SHORT PROBLEM: Exclude the pictures and retype the entries as written.

TASK MATERIAL:
┌──

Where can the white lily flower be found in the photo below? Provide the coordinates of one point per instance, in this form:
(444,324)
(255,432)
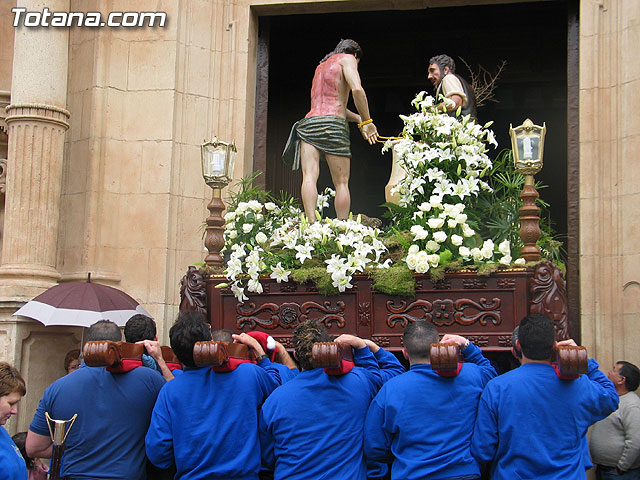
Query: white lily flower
(505,247)
(279,274)
(304,252)
(440,236)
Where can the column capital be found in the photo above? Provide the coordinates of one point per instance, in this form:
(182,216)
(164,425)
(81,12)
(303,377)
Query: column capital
(39,112)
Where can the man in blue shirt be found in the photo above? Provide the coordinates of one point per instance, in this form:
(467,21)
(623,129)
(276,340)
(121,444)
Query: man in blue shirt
(311,427)
(114,409)
(422,421)
(207,422)
(140,328)
(531,423)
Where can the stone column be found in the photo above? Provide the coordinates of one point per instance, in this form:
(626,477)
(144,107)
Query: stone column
(37,121)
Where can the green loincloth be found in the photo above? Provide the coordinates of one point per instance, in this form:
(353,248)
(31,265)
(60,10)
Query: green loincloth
(328,133)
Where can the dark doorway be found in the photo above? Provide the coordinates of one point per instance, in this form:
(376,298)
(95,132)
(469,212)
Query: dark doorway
(531,37)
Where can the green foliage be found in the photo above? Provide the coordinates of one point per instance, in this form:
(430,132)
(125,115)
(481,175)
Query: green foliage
(495,215)
(395,280)
(317,275)
(245,190)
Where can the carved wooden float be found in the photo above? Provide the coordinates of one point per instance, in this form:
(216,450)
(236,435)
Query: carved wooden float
(484,309)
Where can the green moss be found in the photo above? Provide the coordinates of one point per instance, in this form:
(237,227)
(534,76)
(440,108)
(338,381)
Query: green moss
(396,280)
(486,269)
(318,276)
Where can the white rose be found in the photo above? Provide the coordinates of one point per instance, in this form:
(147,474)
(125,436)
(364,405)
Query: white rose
(261,238)
(505,247)
(424,207)
(412,260)
(433,246)
(422,265)
(435,223)
(440,236)
(506,260)
(467,231)
(419,233)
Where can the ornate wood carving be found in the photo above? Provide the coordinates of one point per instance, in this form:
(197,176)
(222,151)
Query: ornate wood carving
(381,341)
(364,313)
(506,283)
(475,283)
(479,340)
(193,292)
(287,342)
(442,285)
(288,315)
(549,296)
(288,287)
(445,312)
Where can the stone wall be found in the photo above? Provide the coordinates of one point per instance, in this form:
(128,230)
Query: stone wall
(610,179)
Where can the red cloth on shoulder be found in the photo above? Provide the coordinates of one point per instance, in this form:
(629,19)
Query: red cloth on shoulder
(450,373)
(126,365)
(230,365)
(345,367)
(561,376)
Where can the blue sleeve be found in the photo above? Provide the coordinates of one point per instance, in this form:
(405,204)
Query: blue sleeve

└──

RESPONSE TO THIS TASK:
Where can the white lily flower be found in the photo below? Provide the coordinates of one point per instance, in this form:
(444,324)
(255,432)
Query: white lily flower
(505,247)
(279,274)
(304,252)
(440,236)
Where can the column capital be found in the photo above? Provide the coordinates of one point per instance, in this form:
(182,216)
(164,425)
(81,12)
(303,377)
Query: column capital
(39,112)
Where can the man in blue shirt be found in the photo above? Provide the coordinates of one point per instance, in this form:
(467,21)
(623,129)
(276,340)
(121,444)
Query: man in blue shirt
(311,427)
(114,409)
(422,421)
(207,422)
(140,328)
(531,423)
Where can the stone column be found in the photo above? Provide the coordinates of one point per instance, in this form:
(626,477)
(144,107)
Query: stone column
(37,121)
Where can the green loincloth be found in the photo above? Provide the coordinates of one point per instance, in this form:
(353,248)
(31,265)
(60,10)
Query: green loincloth
(328,133)
Where can the dark doorway be found in the photo above? Provide the coordinates of one point per instance, in this form:
(376,298)
(95,132)
(469,212)
Query: dark doorway
(531,37)
Where can the green foliage be found in the photo above? Provide the coordinates of one point per instance, in this form:
(430,132)
(125,115)
(481,175)
Query: green foliage
(495,215)
(395,280)
(317,275)
(245,190)
Where can the carved wooden float be found in the photo above? Provide the coordinates of one point per instance, in this form:
(216,450)
(236,435)
Query: carved wooden float
(484,309)
Where can the green moss be found in the photo above? Provide the coordinates of one point per instance, in this form:
(237,227)
(534,76)
(440,108)
(338,381)
Query: green moss
(396,280)
(486,269)
(318,276)
Where can the white rose be found in the photo above? Provide the coordinates of one point per instance, in this form:
(147,474)
(125,436)
(364,405)
Query: white rose
(261,238)
(505,247)
(424,207)
(412,260)
(433,246)
(422,265)
(435,223)
(440,236)
(506,260)
(467,231)
(419,233)
Where can the ornate wood carving be found in the photo above? Provide the coordinates of one point per instance, in this form:
(197,176)
(222,151)
Query: ornate wood carving
(381,341)
(364,313)
(506,283)
(475,283)
(479,340)
(193,292)
(287,342)
(442,285)
(288,315)
(549,296)
(288,287)
(445,312)
Where can the stone wall be found in the photo above? Provide the coordinates of one point per instance, in this form:
(128,230)
Query: stone wall
(610,179)
Where can the red cloth on shoulder be found in the photo above? Provide the coordinates of one point per instance, in this form:
(629,19)
Query: red cloth on shoulder
(450,373)
(126,365)
(230,365)
(345,367)
(561,376)
Where can the blue sleeve be found in the photo above? Provide the coordinates of one point per instance, in this form:
(405,204)
Query: blue sleeve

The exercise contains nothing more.